--- Task to carry out ---
Every entry in the data that follows should come back exactly, pictures aside.

[Items from a data source]
<<<<
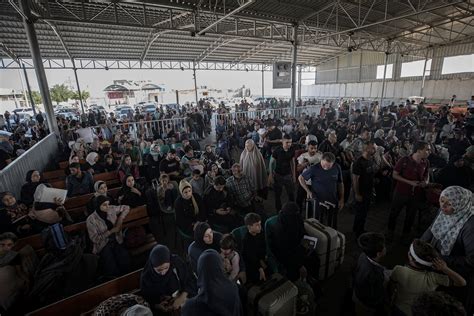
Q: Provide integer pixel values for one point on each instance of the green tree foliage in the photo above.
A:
(85, 95)
(36, 97)
(61, 93)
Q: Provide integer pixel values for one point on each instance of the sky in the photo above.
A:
(95, 81)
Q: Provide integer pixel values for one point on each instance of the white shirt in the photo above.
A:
(311, 159)
(287, 128)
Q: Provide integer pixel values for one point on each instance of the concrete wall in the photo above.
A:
(434, 89)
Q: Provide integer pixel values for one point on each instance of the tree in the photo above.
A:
(61, 93)
(85, 95)
(36, 97)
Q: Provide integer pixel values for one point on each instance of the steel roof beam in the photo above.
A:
(61, 40)
(9, 53)
(395, 18)
(233, 12)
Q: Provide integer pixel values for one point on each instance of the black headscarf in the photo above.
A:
(98, 202)
(216, 292)
(199, 232)
(152, 284)
(28, 189)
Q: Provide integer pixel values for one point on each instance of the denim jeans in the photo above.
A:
(280, 182)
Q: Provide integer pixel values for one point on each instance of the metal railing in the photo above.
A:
(12, 177)
(135, 129)
(232, 117)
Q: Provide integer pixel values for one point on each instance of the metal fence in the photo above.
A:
(148, 129)
(227, 119)
(12, 177)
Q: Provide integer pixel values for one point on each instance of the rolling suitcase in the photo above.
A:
(275, 297)
(329, 248)
(319, 210)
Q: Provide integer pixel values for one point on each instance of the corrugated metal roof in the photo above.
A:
(164, 30)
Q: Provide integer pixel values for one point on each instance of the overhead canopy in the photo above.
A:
(233, 32)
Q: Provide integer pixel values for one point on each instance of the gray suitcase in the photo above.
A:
(330, 247)
(275, 297)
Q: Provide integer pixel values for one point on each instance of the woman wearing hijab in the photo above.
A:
(109, 164)
(452, 235)
(166, 281)
(126, 167)
(253, 166)
(14, 216)
(46, 214)
(92, 164)
(379, 138)
(153, 160)
(100, 189)
(33, 179)
(204, 238)
(286, 240)
(104, 227)
(214, 171)
(189, 208)
(73, 159)
(129, 194)
(218, 296)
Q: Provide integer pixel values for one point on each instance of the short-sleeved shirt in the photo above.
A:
(283, 160)
(410, 170)
(411, 283)
(274, 134)
(324, 182)
(387, 120)
(168, 166)
(365, 169)
(312, 160)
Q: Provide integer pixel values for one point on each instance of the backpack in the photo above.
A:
(55, 238)
(305, 301)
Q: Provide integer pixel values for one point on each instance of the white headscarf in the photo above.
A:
(446, 228)
(253, 165)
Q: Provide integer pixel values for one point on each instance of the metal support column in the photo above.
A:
(28, 22)
(78, 87)
(299, 83)
(384, 76)
(293, 68)
(30, 95)
(195, 83)
(424, 73)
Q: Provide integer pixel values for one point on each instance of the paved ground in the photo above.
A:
(335, 288)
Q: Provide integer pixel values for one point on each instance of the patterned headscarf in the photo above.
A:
(446, 228)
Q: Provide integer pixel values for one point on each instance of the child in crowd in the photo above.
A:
(369, 278)
(420, 275)
(197, 182)
(230, 256)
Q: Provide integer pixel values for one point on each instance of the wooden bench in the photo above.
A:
(111, 178)
(85, 302)
(63, 165)
(54, 175)
(138, 216)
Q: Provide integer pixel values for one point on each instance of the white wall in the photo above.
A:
(434, 89)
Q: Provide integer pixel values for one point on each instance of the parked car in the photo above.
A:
(68, 113)
(148, 108)
(24, 118)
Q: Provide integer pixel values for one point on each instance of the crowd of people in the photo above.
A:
(344, 158)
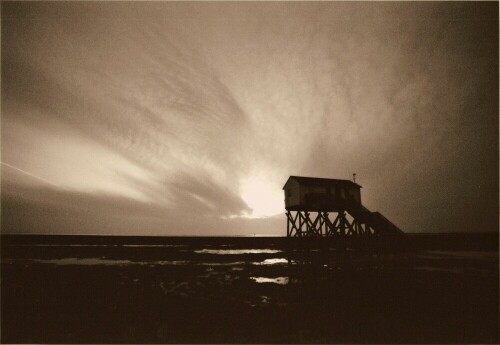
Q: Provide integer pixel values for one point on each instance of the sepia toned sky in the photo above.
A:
(186, 118)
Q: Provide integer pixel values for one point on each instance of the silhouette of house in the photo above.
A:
(322, 196)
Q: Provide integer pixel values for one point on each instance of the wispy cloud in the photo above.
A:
(184, 105)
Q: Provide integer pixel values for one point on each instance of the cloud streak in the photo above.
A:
(181, 106)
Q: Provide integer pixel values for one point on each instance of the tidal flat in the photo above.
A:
(74, 289)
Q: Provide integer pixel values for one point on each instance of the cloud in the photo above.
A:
(179, 106)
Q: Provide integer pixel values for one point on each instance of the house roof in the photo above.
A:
(317, 181)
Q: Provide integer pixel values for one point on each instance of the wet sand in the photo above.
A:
(244, 291)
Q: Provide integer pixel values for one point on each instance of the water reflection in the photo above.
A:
(277, 261)
(237, 251)
(278, 280)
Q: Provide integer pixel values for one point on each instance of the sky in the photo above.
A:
(186, 118)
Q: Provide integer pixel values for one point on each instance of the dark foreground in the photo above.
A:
(75, 289)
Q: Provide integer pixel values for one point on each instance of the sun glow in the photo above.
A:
(263, 197)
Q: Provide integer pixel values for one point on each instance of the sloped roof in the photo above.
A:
(317, 181)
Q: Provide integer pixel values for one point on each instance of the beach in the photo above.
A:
(245, 290)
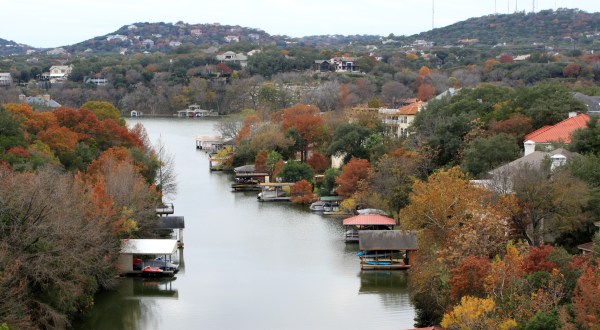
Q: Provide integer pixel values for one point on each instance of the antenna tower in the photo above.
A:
(432, 14)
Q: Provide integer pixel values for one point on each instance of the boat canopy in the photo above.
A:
(148, 246)
(369, 220)
(330, 198)
(378, 240)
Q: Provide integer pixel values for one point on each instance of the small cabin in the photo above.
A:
(144, 248)
(386, 249)
(365, 222)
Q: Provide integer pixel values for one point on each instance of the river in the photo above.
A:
(250, 265)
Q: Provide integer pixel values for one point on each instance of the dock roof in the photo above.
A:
(377, 240)
(148, 246)
(171, 222)
(369, 219)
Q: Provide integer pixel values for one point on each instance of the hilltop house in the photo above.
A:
(591, 102)
(5, 79)
(398, 120)
(43, 101)
(500, 178)
(558, 133)
(58, 73)
(231, 57)
(230, 39)
(338, 64)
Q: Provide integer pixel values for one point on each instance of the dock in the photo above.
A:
(386, 249)
(275, 191)
(163, 248)
(247, 178)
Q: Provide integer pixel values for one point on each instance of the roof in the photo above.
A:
(244, 169)
(277, 184)
(587, 247)
(559, 132)
(171, 222)
(369, 219)
(330, 198)
(374, 240)
(148, 246)
(411, 109)
(533, 159)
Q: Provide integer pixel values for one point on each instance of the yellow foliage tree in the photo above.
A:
(475, 313)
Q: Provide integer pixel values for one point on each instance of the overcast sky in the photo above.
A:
(44, 23)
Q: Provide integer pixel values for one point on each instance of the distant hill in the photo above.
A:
>>>>
--- Solution to this task ---
Q: Provide integer pixel values for one point on each instance of the green tree foliage in the photo above.
A:
(85, 95)
(36, 97)
(61, 93)
Q: Provide integer pixel values for one point on each instance of the sky in the photo above.
A:
(95, 81)
Q: Provide integer pixel values for one point on each instance of the white shirt in the photo above.
A:
(311, 159)
(287, 128)
Q: Provide integer pixel values for one point on each instance of the concrete wall in the photo above.
A:
(434, 89)
Q: Provide integer pixel values for one point on each instance of the tree in the photo above.
A:
(61, 93)
(85, 95)
(36, 97)
Q: Provide integer pixel values for one point on each instance of the steel roof beam in the photo above.
A:
(61, 40)
(9, 53)
(395, 18)
(233, 12)
Q: Provide integer pixel values for one point on each instance of the black headscarf in the photo above.
A:
(98, 202)
(216, 292)
(199, 232)
(152, 284)
(28, 189)
Q: Provide integer pixel values for one point on each instance of the denim jeans in the photo above.
A:
(280, 182)
Q: Provide integer pixel values for one point on each instance of the metal railing in the photo above.
A:
(12, 177)
(135, 129)
(232, 117)
Q: Provide integer pixel values for one point on each instance of the metal fence in the photo above.
A:
(148, 129)
(227, 119)
(12, 177)
Q: Provide integer pixel values for one point on each instance of the rolling suitcase in the photo above.
A:
(275, 297)
(329, 248)
(319, 210)
Q: Provide integer pixel values for one point on each instance of the corrugated metal roof in the photo above.
A:
(164, 30)
Q: Provide integer pixel values for one point on each instance of the overhead canopy in the photo above.
A:
(233, 32)
Q: Provide integer pixel values for one point on each instance of the gray suitcase in the photo above.
A:
(330, 247)
(275, 297)
Q: Provide integer pixel values for one point on each instance of the woman wearing hijab in the photo above.
A:
(109, 164)
(452, 235)
(166, 281)
(126, 167)
(253, 166)
(14, 216)
(46, 214)
(92, 164)
(379, 138)
(153, 160)
(100, 189)
(33, 179)
(204, 238)
(286, 240)
(104, 227)
(214, 171)
(189, 208)
(73, 159)
(129, 194)
(218, 296)
Q: Provide integer pixel values for one point on each instance of the short-sleeved shirt in the photo above.
A:
(283, 160)
(410, 170)
(411, 283)
(274, 134)
(324, 182)
(387, 120)
(168, 166)
(365, 169)
(312, 160)
Q: Provide integer pixel values for one point on each instance of the backpack in the photo above.
A:
(55, 238)
(305, 301)
Q: Provide integer pixel values for one point on each instance of the white headscarf in the photo above.
A:
(446, 228)
(253, 165)
Q: Provide integer pixel values for one point on each instance of the metal support column in the photo above.
A:
(28, 22)
(78, 87)
(299, 83)
(384, 76)
(293, 68)
(30, 95)
(195, 83)
(424, 73)
Q: Provide integer pixel values for one point on each instance of the paved ground in the photo above.
A:
(335, 288)
Q: Provide integer pixel values for one point on each instance of the patterned headscarf in the photo above.
A:
(446, 228)
Q: Provide integer pixel values for one point on each instance of the child in crowd in the photo above.
A:
(369, 278)
(420, 275)
(197, 182)
(230, 256)
Q: Provide integer pixel values for one point on each instance of the wooden bench in the photo above.
A:
(111, 178)
(85, 302)
(63, 165)
(54, 175)
(138, 216)
Q: Provide integer pixel values for one point on each instance of the white wall in the photo above.
A:
(434, 89)
Q: Provide integer pixel values for one point on each instance of the parked car in the photo above.
A:
(68, 113)
(148, 108)
(24, 118)
Q: Provide integer pixel values for one point on each instance of the crowd of people in the photo above.
A:
(344, 158)
Q: Provide integer pixel values for one point on each instance of the sepia toned sky in the photo above.
A:
(186, 118)
Q: Provide integer pixel values for one point on each instance of the silhouette of house in the photo above.
A:
(322, 196)
Q: Provide integer pixel values for one point on each instance of the wispy cloud in the photo above.
A:
(184, 105)
Q: Provide integer pixel values for one point on each instance of the cloud streak in the photo above.
A:
(181, 106)
Q: Provide integer pixel values for one point on each instance of the tidal flat in the photo above.
A:
(74, 289)
Q: Provide integer pixel values for one point on each instance of the cloud in the photo above.
A:
(179, 106)
Q: Provide integer pixel values for one point on each instance of the house roof in the photo above.
A:
(317, 181)
Q: Provide integer pixel values for one point on each instance of the wet sand in the photo above.
A:
(244, 291)
Q: Provide integer pixel values for one point on each instance of the water reflection in the photo above.
A:
(277, 261)
(237, 251)
(278, 280)
Q: Provide integer pixel values for one point on each instance of the sky in the photo above.
A:
(186, 118)
Q: Provide integer pixel values for one point on each instance of the dark foreground in the photo above.
A:
(75, 289)
Q: Provide integer pixel values for one point on each instance of the sun glow in the photo above.
A:
(263, 197)
Q: Provide integer pixel values for one point on each instance of the sloped roof in the photo above.
A:
(317, 181)
Q: Provide integer pixel values for one point on each instance of the beach in the photo above.
A:
(245, 290)
Q: Provide integer pixel values for one point on each instance of the antenna tower in the photo above.
A:
(432, 14)
Q: Provide integer pixel values for one point on each instance of the boat canopy in the photo above.
A:
(148, 246)
(369, 220)
(330, 198)
(378, 240)
Q: Provide integer pixel values for one point on each instance of the small cabin in the photo above.
A:
(144, 248)
(386, 249)
(365, 222)
Q: Provide integer pixel values for one point on each instance of the river in the photo above.
A:
(250, 265)
Q: Provide integer pixel values for one point on each instance of the dock roof in the photo above.
A:
(377, 240)
(148, 246)
(171, 222)
(369, 219)
Q: Provide integer pixel values for one point on each instance of the hilltop house in the photo above.
A:
(591, 102)
(5, 79)
(398, 120)
(43, 101)
(500, 178)
(558, 133)
(58, 73)
(231, 57)
(230, 39)
(338, 64)
Q: Provide integer pixel values for one point on each instance of the dock in the photo above.
A:
(386, 249)
(275, 191)
(163, 248)
(247, 178)
Q: Provide integer pixel values for one point on each instance of the roof in the photo above.
A:
(244, 169)
(277, 184)
(587, 247)
(559, 132)
(171, 222)
(369, 219)
(330, 198)
(374, 240)
(148, 246)
(411, 109)
(533, 159)
Q: Provide integer pixel values for one point on each instance of the yellow foliage tree in the photo above.
A:
(475, 313)
Q: Provide integer pixel values for one point on each instance of the overcast sky in the photo above.
A:
(44, 23)
Q: Provide integer pixel values for one point on each instance of the distant hill in the photo above.
A:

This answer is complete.